Parece certo que nosso povo iraquiano chegou afinal ao resultado lógico. Einstein ensinava que não há resultados novos, se as causas se repetem.
Durante os dez anos de ocupação norte-americana e dos governos que impuseram ao Iraque, falseou-se a vontade de um povo submetido à mais repugnante lavagem cerebral e de consciência, para tentar que aceitasse o que lhe era imposto em eleições locais e parlamentares e no referendo de uma Constituição-bomba; que aceitasse uma representação sectária, étnica e doutrinária sobre a qual se erigiram as instituições do Estado e da sociedade.
Apesar do que tenha sempre havido de temerário nesse projeto, para o destino da nação e o futuro dos iraquianos, o povo do Iraque esperava chegar a algum resultado que o arrancasse do desespero e afinal visse alguma luz no fim do túnel no qual se via metido, depois que irmãos e amigos o traíram, separaram-se dele e o converteram em botim a ser extraído, de qualquer plano que se armasse contra o Iraque.
Se se tivesse aproveitado melhor todo esse tempo, seria possível melhorar a situação, mas no Iraque só a miséria, a analfabetismo e a fome aumentaram nos dez anos de ocupação norte-americana, apesar dos ganhos cada vez maiores para alguns, e de orçamentos astronômicos, graças ao aumento do preço do petróleo exportado.
O pobre vê-se cada dia mais pobre, o rico, cada dia mais rico. Essa é a regra da vida diária em todo o Iraque, desde que o poder foi arrancado do povo por quem se diz representante de seitas, nacionalidades e religiões, porque os recursos do país estão sendo monopolizados pelos que nos arrancaram o poder, seus sócios, seus acólitos, os parentes deles. Vivem de adaptar as leis para que atendam aos interesses deles e para vencer fraudulentamente licitações e concorrências e contratos com o Estado, nos quais se leiloa o patrimônio público. E ainda roubam o dinheiro destinado àqueles projetos. E criaram grandes empórios comerciais, empresariais ou de representação de empresas árabes ou estrangeiras.
Tudo isso acontece porque não há nenhum tipo de controle parlamentar – e o Parlamento deveria ser o verdadeiro representante do povo; ou porque a Justiça é omissa e nada faz. Os pactos de silêncio perpetuam a corrupção, cuja única vítima, material e moral, é o cidadão iraquiano.
O desprezo contra os iraquianos e a especulação contra nosso povo chegaram a níveis indescritíveis. Já cancelaram a Carteira de Abastecimento, que permitia que o cidadão tivesse acesso a alguns alimentos básicos. A justificativa que o governo apresentou para o cancelamento, foi que o cancelamento seria indispensável para impedir que continuasse a corrupção dos que fazem a gestão dos contratos de compra de alimentos no atacado. Quer dizer: em vez de castigar os culpados, castiga-se o cidadão, que acaba privado do próprio pão.

- Enunciado:
Indique a justificativa que, segundo o texto sobre o Iraque, o governo apresentou para cancelar a Carteira de Abastecimento.

- Dados fornecidos:
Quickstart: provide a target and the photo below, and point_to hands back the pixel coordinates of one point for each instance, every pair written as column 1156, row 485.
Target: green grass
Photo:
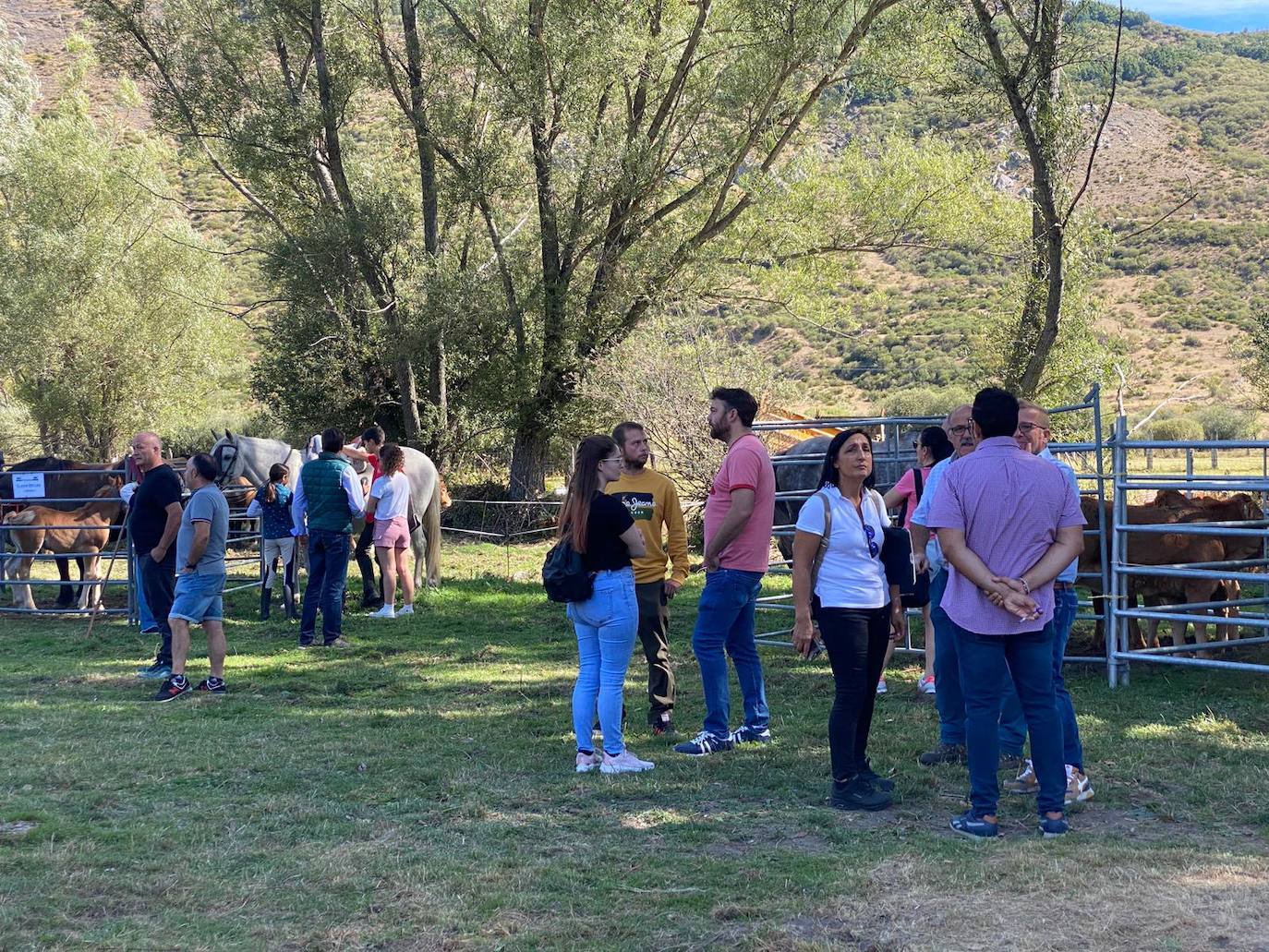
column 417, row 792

==

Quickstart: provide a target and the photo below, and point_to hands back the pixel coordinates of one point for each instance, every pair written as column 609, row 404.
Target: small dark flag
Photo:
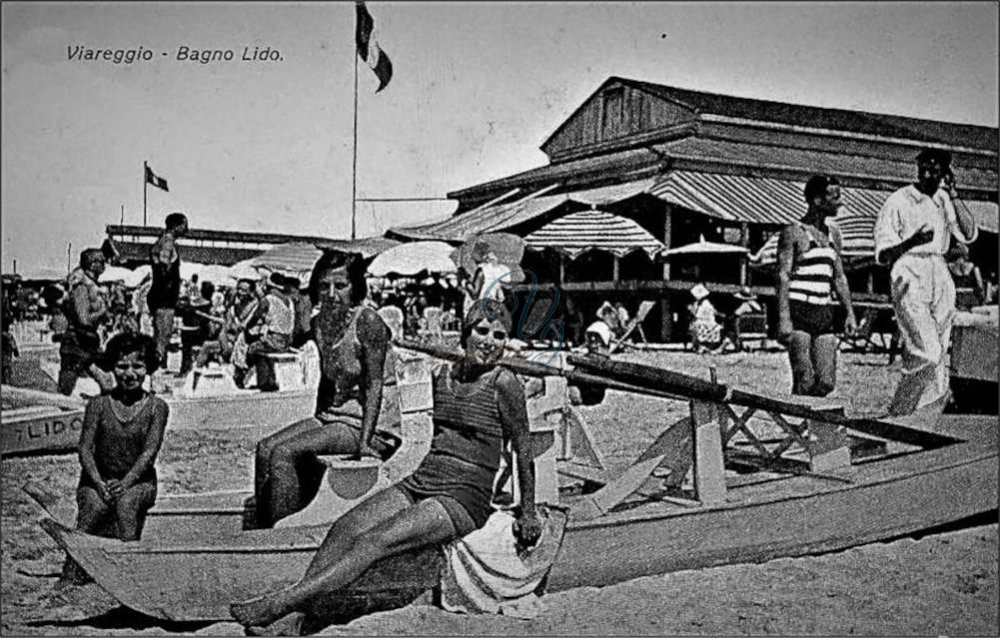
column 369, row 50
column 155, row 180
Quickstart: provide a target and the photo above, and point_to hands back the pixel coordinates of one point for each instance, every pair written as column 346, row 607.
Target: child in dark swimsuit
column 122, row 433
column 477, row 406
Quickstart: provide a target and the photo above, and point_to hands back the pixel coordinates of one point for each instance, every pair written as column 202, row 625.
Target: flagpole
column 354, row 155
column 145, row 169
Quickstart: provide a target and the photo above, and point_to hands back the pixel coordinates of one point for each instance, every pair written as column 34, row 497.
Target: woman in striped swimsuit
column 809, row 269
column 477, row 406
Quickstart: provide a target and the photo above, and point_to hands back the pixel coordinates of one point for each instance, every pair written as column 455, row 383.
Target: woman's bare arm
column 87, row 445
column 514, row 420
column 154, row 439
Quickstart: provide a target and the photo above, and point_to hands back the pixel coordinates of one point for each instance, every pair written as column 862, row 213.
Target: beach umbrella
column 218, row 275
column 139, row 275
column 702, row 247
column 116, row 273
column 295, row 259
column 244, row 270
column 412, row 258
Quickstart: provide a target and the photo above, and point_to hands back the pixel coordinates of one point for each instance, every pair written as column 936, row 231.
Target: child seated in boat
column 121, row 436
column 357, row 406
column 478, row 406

- Resolução:
O governo alegou que o cancelamento era indispensável para impedir que continuasse a corrupção dos responsáveis pela gestão dos contratos de compra de alimentos no atacado.